──────── Extracted material ────────

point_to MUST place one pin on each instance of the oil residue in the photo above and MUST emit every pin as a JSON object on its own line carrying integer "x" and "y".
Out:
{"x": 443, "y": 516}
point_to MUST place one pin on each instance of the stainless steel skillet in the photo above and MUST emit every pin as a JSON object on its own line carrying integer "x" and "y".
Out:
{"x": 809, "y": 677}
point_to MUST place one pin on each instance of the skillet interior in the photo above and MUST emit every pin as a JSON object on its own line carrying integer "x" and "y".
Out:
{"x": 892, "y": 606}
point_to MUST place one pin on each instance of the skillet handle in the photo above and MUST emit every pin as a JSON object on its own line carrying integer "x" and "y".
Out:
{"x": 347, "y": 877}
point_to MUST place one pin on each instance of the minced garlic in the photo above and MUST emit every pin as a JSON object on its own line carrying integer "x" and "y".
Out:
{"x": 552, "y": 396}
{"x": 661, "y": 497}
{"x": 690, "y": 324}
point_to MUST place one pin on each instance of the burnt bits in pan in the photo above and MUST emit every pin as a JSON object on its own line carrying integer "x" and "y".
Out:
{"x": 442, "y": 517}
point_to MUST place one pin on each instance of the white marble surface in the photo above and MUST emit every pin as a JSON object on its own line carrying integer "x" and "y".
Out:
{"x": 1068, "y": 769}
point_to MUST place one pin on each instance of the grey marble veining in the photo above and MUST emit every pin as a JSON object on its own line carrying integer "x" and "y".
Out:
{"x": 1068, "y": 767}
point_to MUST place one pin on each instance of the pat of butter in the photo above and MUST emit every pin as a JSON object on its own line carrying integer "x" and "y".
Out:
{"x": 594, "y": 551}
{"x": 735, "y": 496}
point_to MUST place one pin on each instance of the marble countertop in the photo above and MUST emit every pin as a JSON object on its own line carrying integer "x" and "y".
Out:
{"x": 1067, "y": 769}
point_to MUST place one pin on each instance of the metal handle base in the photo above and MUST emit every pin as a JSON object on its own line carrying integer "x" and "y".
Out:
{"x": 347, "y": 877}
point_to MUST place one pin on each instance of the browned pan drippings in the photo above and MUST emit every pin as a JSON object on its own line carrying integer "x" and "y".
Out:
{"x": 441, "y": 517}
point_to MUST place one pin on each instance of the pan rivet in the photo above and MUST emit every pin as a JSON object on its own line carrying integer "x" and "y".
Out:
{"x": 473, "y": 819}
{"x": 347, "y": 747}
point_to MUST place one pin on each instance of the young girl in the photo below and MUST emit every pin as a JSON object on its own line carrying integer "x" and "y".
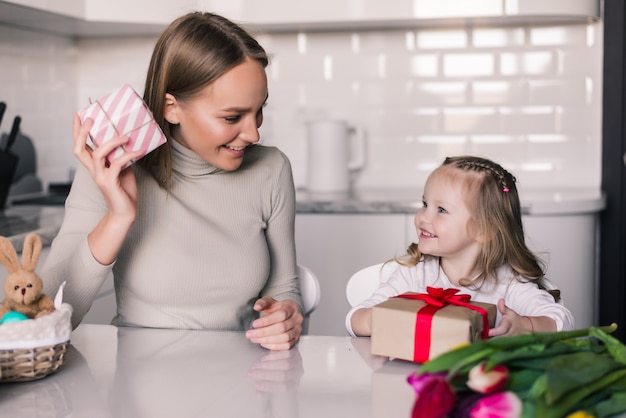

────────

Direction
Reproduce every line of the records above as a numbered list, one line per item, omitting blank lines and leaving out the pictures.

Task result
1. point_to MUST place one pin on each instance of the oil residue in the photo above and MUST emit every pin as a JSON object on its own line carrying integer "x" and "y".
2. Out:
3. {"x": 443, "y": 516}
4. point_to MUST place one pin on each instance of the stainless steel skillet in the photo above and MUST emit every pin as a JSON object on its own line carrying integer "x" and "y".
5. Out:
6. {"x": 809, "y": 677}
7. point_to MUST place one pin on each instance of the skillet interior in the photo above and MUST emit every pin as a JSON object on its own line carrying integer "x" and "y".
8. Out:
9. {"x": 892, "y": 606}
10. point_to MUST place one pin on each instance of the skillet handle in the photo above and MUST emit every pin as a JSON object on its own line carrying integer "x" and "y".
11. Out:
12. {"x": 347, "y": 877}
13. point_to MUST place one pin on each instance of the minced garlic in the photo above and MUST emit every pin as a JSON object on its own line carrying integer "x" and "y".
14. Out:
15. {"x": 552, "y": 396}
16. {"x": 661, "y": 497}
17. {"x": 690, "y": 324}
18. point_to MUST place one pin on each instance of the burnt bits in pan in the photo above and MUST emit every pin as a JSON object on its own line carrying integer "x" and "y".
19. Out:
20. {"x": 442, "y": 517}
21. point_to MUST place one pin on each instance of the white marble surface in the photo above and MUST emit every pin as a JSON object on its own line carrying integer "x" and "y".
22. Out:
23. {"x": 1068, "y": 769}
24. point_to MUST place one pin on each instance of the grey marble veining in the photo above and MUST emit every pin as a JSON object on its own line carrying integer "x" and "y".
25. Out:
26. {"x": 1068, "y": 767}
27. point_to MUST place one pin on each instance of the pat of butter in the photo above and MUST emit every pin as a JSON object on its own line carrying integer "x" and "y".
28. Out:
29. {"x": 594, "y": 551}
30. {"x": 735, "y": 496}
31. point_to MUST place one pin on each instance of the marble countertop in the photo above and MUST emit every pin as a JSON object on its own line carrying integer "x" and "y".
32. Out:
33. {"x": 1067, "y": 769}
34. point_to MUST place one pin on each instance of the metal handle base in the photo above and MUST emit every pin as a JSON object on its own line carrying integer "x" and "y".
35. Out:
36. {"x": 347, "y": 877}
37. point_to MUST place one pin on each instance of the browned pan drippings in the photo above and MUST emit every pin as a JSON object on its own line carrying integer "x" and "y".
38. Out:
39. {"x": 441, "y": 517}
40. point_to MUST place one pin on each instance of the pan rivet in the photo above and MUST emit every pin as a JSON object on its own line carrying integer "x" and "y".
41. Out:
42. {"x": 473, "y": 819}
43. {"x": 347, "y": 747}
44. point_to MUST place one pin on each instance of the young girl in the photo below and MUST emit every pin as a JSON object on its own line carrying integer "x" and "y".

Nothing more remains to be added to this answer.